There is molten salt in the town of Hayden’s future – maybe trout, too – but almost definitely molten salt.

The idea of using molten salt energy storage to fill part of the gap in employment and taxes left by the planned closure of the Routt County town’s coal-fired power plant is being planned by the unit’s operator, Xcel Energy, as it seeks to cut its greenhouse gas emissions.

The technology was developed for use at concentrating solar power plants, where hundreds of mirrors trained the sun’s rays on a tower to heat the salt, which would later be used to power an electric turbine.

“New players are looking at using the grid rather than the sun to heat the salt,” said Mark Mehos, a National Renewable Energy Laboratory researcher. “Then using the hot salt to make steam to turn a turbine.”

While it may sound exotic, company executives, local officials and labor leaders say the initiatives being taken at Hayden could be a template for helping transition other coal plant-reliant communities.

Coal-fired power plants are closing around Colorado and the United States – where coal-fired generation capacity has dropped by almost a third since 2008 to 223 gigawatts. In Colorado, by 2030 only one coal-fired facility, Xcel’s Comanche 3 unit in Pueblo, is slated to be in operation, as more than 30 units will have closed over 20 years.

The state has created an Office of Just Transition to help power plant and mining communities faced with the end of the age of coal, appropriated $15 million to the effort, and developed a Just Transition Action Plan.

The Hayden Station coal-burning power plant is pictured at sunset Feb. 27, 2020, in Routt County. Xcel Energy plans to close the plant in Northwest Colorado by 2028. (Matt Stensland, Special to The Colorado Sun)

The effort is, however, nascent. “We are at the beginning,” said Beth Melton, a Routt County commissioner and vice chairwoman of the state’s Just Transition Advisory Committee. “What we need is state support and federal support as well for locally driven solutions.”

- GIVEN DATA:
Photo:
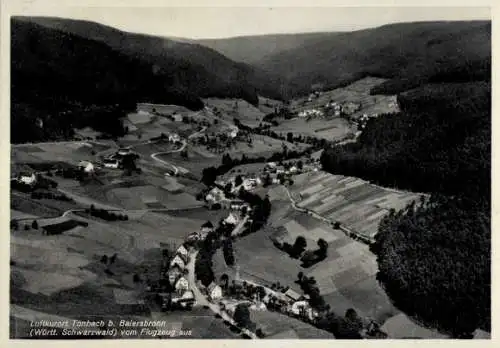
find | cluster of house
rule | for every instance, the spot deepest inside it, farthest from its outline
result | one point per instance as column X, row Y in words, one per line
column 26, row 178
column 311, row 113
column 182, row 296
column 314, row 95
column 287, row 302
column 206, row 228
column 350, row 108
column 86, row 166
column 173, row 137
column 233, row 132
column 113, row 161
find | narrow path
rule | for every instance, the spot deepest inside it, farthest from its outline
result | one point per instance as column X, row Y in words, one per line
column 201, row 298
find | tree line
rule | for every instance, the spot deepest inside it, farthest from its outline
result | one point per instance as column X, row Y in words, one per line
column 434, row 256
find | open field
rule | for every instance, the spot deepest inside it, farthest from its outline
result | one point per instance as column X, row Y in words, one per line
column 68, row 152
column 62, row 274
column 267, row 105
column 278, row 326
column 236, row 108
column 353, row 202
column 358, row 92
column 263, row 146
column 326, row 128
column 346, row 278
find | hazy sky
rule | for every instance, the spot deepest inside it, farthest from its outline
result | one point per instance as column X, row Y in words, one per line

- TASK REQUIREMENTS: Could you copy the text about molten salt storage in Hayden word for word, from "The Hayden Station" to "The Colorado Sun)"?

- SOLUTION TO THIS TASK:
The Hayden Station coal-burning power plant is pictured at sunset Feb. 27, 2020, in Routt County. Xcel Energy plans to close the plant in Northwest Colorado by 2028. (Matt Stensland, Special to The Colorado Sun)